# DOCUMENT EXTRACT
October 1st, 2011
05:00 AM ET
By Aman Ali, Special to CNN
The Irvine 11. Nope, it’s not the 37th installment of George Clooney and his gang of crackerjack criminals trying to pull a con job on a California casino owner.
Instead, the “Irvine 11” are of a group of Muslim students in California who were found guilty last week of disrupting a speech at the University of California Irvine by Michael Oren, Israel's ambassador to the United States.
One by one, the students disrupted Oren’s speech and shouted at him over his support for Israel. They were subsequently found guilty by an Orange County jury.
To paraphrase, the students pulled a Kanye West and told Oren “Yo Michael, ima let you finish, but the Palestinians have one of the greatest rights to statehood of all time.”
That’s why I’m having trouble wrapping my shiny bald head around this case.
Most Muslims will say we’re sick and tired of only talking about ourselves in a post-9/11 context as victims of oppression. But I feel like in a subconsciously sick and twisted way, we secretly enjoy playing the victim card.
I know I’m guilty of it.
Anytime I fly at the airport, in my mind there’s a part of me that wishes a TSA agent will grope me or take forever to search through my bags so I can call up one of my friends with an awesome story like “BRO! You’re not gonna believe what just happened!”
The more I learn about this Irvine 11 case, the more and more I keep getting vibes this is another example of Muslims playing the victim card.
Once these students were arrested, immediately the case went viral. They called themselves “The Irvine 11” and several Muslims formed campaigns to rally in their support. There’s even a banner on the Irvine 11 campaign website drawn in a style of staging some kind of Latin revolution. "Viva La Irvine!"

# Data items
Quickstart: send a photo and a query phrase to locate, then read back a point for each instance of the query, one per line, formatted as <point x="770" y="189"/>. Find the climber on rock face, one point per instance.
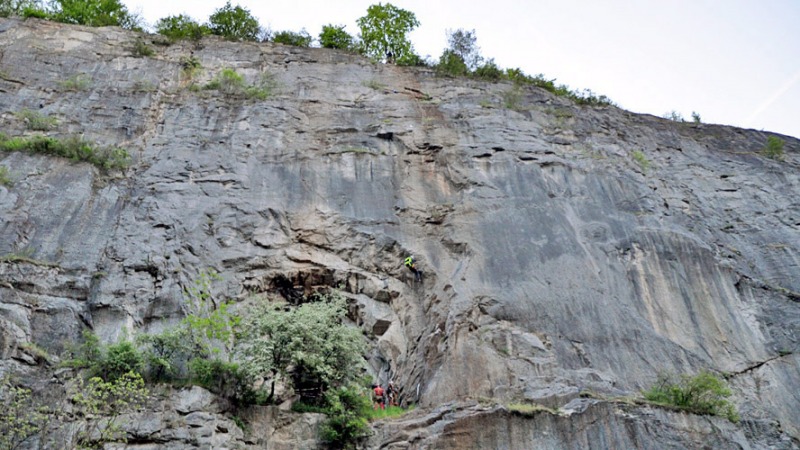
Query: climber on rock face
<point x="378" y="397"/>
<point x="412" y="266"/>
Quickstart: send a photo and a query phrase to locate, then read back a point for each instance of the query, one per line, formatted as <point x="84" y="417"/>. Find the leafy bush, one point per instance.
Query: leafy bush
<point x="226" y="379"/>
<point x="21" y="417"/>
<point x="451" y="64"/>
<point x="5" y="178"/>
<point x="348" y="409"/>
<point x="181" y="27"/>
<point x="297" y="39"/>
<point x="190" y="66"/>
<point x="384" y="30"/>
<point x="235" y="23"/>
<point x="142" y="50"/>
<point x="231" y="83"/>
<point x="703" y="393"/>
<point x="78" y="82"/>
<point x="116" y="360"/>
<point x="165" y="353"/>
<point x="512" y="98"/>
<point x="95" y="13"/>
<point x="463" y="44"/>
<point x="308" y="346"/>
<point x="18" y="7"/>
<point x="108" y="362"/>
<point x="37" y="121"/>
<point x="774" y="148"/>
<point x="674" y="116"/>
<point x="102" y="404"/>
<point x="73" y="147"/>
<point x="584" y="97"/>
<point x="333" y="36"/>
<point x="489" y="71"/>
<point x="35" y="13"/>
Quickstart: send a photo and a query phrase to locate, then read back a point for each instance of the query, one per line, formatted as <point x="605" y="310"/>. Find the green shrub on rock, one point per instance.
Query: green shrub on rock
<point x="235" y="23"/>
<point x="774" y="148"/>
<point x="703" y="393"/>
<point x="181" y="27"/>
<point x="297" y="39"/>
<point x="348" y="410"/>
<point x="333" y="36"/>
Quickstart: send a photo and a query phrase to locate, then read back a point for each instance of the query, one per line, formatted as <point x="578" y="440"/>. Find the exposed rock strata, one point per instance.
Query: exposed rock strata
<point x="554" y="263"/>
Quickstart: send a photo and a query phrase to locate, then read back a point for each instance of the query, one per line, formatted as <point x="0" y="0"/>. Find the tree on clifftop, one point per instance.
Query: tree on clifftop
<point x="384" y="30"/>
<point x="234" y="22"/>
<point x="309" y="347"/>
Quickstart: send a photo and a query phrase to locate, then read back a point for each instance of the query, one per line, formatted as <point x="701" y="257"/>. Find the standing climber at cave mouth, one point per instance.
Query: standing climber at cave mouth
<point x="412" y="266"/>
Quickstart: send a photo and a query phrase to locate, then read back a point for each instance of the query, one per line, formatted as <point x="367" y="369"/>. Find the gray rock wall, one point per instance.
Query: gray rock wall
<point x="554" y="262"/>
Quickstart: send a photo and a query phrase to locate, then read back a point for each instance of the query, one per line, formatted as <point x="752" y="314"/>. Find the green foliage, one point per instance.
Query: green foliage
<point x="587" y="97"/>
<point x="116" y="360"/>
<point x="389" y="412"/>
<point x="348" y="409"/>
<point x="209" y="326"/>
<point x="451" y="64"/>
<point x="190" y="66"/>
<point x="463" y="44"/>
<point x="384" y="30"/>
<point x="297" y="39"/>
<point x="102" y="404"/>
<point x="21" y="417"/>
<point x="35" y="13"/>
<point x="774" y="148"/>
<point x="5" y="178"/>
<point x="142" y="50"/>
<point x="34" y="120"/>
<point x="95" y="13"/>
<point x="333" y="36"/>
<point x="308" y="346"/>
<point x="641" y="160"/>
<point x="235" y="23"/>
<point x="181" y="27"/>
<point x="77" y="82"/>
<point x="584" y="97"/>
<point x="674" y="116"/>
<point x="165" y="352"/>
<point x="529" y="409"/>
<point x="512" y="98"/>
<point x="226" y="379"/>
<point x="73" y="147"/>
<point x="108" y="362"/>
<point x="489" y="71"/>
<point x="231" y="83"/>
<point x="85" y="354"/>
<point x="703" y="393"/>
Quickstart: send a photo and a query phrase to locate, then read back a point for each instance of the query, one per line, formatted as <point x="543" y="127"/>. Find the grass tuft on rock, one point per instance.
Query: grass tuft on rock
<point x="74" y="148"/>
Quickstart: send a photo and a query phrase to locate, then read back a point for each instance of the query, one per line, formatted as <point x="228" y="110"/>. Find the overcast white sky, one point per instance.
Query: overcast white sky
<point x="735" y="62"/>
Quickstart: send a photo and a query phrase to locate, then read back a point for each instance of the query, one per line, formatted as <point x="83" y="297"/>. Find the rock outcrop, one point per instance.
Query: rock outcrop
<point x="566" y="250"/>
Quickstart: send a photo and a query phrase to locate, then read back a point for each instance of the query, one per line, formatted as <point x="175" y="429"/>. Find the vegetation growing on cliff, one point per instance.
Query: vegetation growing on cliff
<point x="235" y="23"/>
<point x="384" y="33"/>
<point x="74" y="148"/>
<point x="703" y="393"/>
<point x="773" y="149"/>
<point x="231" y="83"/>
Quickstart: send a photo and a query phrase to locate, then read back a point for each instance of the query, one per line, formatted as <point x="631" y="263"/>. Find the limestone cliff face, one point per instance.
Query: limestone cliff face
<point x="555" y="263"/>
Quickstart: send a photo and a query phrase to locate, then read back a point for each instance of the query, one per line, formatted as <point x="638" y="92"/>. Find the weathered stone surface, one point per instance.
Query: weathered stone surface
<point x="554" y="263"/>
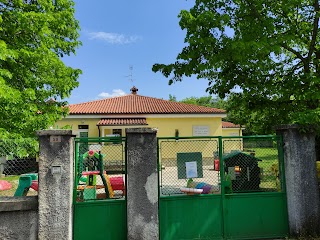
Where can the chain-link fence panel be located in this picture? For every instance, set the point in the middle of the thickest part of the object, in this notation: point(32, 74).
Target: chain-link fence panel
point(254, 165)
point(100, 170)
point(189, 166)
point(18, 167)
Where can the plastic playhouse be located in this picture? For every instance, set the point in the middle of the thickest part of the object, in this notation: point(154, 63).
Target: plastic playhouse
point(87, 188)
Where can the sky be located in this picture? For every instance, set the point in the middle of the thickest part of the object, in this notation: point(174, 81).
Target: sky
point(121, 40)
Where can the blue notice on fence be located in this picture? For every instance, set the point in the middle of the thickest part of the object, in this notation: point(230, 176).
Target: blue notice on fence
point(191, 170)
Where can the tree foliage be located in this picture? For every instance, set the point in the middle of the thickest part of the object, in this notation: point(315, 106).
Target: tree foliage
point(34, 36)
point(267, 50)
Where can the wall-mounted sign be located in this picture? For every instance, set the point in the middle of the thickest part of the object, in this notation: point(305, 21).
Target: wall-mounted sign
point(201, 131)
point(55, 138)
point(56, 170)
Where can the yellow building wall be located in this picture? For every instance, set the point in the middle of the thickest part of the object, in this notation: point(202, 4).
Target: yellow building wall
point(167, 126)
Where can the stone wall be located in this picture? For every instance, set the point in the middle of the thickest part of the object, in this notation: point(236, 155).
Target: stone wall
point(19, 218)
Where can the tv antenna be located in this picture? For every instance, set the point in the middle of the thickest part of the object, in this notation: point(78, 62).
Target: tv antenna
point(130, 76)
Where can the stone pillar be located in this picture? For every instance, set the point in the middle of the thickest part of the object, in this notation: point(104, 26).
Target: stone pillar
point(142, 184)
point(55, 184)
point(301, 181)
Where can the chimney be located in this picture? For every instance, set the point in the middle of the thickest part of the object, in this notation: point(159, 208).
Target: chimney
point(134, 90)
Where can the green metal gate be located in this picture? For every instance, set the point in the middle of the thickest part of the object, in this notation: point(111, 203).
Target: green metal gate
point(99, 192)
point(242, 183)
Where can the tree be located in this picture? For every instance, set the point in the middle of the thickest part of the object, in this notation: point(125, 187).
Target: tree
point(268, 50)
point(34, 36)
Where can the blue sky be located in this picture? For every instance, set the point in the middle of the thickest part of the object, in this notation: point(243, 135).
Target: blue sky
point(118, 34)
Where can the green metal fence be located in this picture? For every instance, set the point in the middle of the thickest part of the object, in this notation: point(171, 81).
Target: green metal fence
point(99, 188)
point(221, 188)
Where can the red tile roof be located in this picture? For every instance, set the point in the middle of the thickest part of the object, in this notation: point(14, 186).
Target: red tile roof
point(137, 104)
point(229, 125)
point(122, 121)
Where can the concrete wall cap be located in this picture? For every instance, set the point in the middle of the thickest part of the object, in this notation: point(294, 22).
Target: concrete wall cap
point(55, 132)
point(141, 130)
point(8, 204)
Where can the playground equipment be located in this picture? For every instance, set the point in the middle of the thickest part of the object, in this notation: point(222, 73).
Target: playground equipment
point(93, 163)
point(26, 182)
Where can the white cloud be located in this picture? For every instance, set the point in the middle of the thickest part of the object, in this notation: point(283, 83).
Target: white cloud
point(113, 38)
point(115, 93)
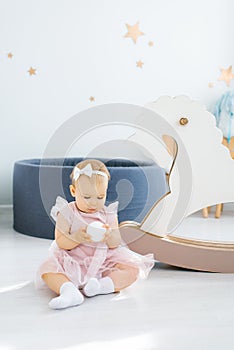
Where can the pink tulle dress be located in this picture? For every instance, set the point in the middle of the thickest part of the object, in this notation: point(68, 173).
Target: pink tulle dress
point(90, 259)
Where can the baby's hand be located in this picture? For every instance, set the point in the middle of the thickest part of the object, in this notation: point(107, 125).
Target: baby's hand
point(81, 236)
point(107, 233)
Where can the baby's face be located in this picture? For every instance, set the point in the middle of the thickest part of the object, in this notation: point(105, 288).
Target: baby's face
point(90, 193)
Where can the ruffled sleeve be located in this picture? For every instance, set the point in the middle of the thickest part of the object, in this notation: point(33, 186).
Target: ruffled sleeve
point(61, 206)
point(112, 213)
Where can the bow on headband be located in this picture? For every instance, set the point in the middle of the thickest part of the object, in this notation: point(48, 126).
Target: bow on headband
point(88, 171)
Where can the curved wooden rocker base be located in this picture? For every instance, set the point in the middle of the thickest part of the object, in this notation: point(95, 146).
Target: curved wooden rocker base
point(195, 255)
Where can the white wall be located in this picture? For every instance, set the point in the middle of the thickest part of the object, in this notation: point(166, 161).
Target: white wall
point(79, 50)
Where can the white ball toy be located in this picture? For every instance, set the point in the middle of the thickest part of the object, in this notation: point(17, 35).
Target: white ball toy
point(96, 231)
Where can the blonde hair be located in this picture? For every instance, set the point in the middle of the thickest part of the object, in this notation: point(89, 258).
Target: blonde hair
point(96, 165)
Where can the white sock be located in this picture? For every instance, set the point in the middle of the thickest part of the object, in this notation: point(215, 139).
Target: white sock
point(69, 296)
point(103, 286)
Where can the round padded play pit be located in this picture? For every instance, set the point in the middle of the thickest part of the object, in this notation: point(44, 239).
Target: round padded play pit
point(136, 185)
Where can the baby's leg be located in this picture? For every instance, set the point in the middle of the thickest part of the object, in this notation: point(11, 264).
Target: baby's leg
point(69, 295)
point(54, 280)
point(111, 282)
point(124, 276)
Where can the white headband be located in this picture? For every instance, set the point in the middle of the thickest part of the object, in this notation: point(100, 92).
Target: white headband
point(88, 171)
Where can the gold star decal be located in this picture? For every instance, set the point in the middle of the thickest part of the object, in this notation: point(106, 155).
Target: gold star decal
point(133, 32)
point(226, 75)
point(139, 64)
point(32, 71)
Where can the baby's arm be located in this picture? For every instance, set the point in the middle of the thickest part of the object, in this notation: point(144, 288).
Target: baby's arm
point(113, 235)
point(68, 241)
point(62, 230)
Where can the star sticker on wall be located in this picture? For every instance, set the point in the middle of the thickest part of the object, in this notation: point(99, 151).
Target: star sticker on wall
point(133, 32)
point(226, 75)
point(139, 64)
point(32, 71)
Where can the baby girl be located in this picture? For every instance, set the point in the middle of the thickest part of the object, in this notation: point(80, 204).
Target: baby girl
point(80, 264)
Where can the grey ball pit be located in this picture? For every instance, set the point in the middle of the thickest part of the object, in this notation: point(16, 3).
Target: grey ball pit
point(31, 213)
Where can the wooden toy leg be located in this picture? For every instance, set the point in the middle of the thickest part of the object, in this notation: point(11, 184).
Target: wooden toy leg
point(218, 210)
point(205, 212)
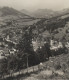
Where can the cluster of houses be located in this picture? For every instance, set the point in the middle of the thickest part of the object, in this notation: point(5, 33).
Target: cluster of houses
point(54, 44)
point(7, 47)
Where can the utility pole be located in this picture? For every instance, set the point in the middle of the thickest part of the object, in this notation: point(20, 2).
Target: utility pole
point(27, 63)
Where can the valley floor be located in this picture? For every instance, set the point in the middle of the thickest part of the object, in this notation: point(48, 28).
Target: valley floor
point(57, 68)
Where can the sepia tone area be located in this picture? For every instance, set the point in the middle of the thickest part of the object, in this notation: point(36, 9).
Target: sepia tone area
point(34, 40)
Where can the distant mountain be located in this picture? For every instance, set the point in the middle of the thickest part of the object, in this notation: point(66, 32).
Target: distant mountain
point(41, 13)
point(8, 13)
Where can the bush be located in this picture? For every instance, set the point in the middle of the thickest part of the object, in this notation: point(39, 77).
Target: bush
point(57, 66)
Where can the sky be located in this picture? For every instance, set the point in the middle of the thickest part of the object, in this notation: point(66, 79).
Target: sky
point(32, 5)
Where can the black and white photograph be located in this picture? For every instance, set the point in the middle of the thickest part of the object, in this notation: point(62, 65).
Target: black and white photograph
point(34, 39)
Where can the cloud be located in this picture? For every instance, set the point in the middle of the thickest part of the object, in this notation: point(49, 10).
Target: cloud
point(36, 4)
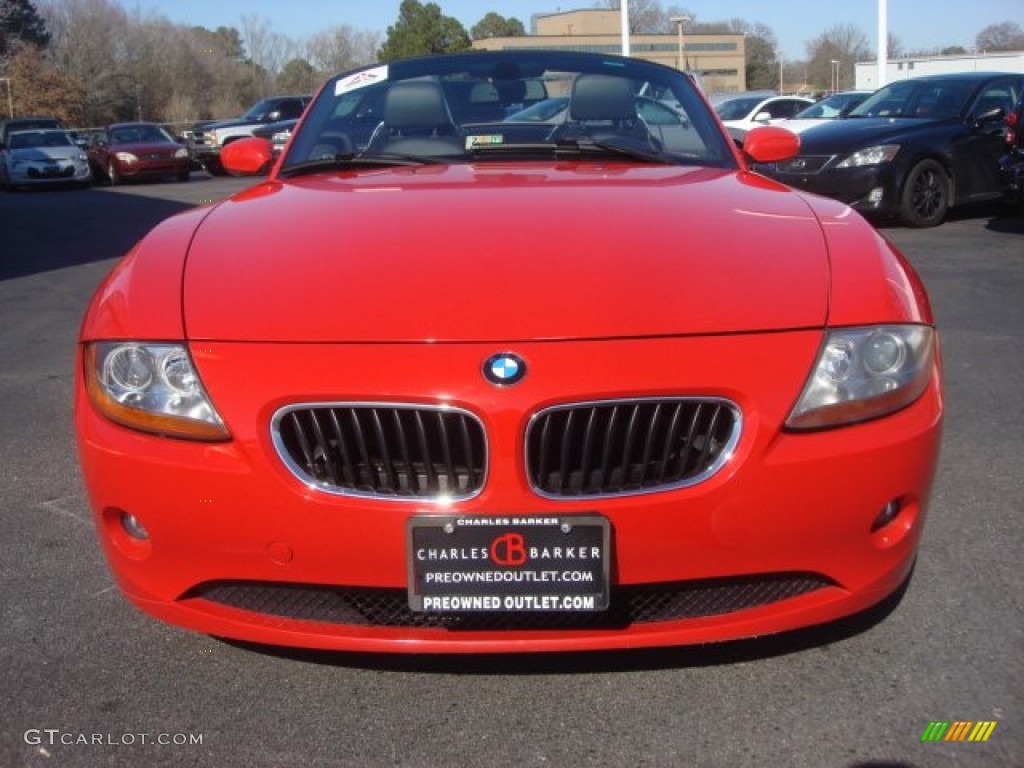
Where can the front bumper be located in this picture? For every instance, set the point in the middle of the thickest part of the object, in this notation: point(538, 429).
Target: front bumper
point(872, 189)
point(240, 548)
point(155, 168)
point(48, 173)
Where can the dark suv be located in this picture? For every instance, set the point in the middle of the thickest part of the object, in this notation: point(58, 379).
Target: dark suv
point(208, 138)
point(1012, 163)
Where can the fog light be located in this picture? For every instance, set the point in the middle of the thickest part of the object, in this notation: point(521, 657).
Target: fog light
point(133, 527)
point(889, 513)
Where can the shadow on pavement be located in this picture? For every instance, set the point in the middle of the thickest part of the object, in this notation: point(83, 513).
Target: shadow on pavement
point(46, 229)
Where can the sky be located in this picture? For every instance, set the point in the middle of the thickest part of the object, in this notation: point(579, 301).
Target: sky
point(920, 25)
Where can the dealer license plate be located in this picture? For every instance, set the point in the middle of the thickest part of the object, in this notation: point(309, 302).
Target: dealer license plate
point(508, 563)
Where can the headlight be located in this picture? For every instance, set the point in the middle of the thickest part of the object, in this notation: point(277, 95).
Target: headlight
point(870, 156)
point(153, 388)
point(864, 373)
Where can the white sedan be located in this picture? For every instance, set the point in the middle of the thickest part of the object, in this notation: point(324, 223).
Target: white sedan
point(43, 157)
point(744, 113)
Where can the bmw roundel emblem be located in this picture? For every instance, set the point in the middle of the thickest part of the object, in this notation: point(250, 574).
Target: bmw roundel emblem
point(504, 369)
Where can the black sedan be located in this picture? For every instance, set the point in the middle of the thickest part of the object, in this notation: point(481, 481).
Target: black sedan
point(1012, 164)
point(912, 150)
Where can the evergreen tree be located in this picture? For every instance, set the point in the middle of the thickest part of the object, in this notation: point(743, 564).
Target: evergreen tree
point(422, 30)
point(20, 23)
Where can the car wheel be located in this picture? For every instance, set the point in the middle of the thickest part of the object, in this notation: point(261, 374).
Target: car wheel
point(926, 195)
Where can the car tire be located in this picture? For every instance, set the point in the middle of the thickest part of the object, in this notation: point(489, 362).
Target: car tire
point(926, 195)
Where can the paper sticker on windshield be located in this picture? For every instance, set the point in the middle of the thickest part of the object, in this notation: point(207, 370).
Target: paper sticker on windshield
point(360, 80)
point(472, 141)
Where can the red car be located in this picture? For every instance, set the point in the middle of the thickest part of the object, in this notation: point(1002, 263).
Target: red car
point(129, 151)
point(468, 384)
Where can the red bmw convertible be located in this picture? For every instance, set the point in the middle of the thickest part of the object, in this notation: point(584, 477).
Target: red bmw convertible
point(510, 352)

# TASK SET
1. In the column on the Irvine 11 case, what post does Michael Oren hold?
2. From the column on the Irvine 11 case, extract everything from "That’s why I’m" down to "Muslims playing the victim card.".

# ANSWERS TO THE EXERCISES
1. He is Israel's ambassador to the United States.

2.
That’s why I’m having trouble wrapping my shiny bald head around this case.
Most Muslims will say we’re sick and tired of only talking about ourselves in a post-9/11 context as victims of oppression. But I feel like in a subconsciously sick and twisted way, we secretly enjoy playing the victim card.
I know I’m guilty of it.
Anytime I fly at the airport, in my mind there’s a part of me that wishes a TSA agent will grope me or take forever to search through my bags so I can call up one of my friends with an awesome story like “BRO! You’re not gonna believe what just happened!”
The more I learn about this Irvine 11 case, the more and more I keep getting vibes this is another example of Muslims playing the victim card.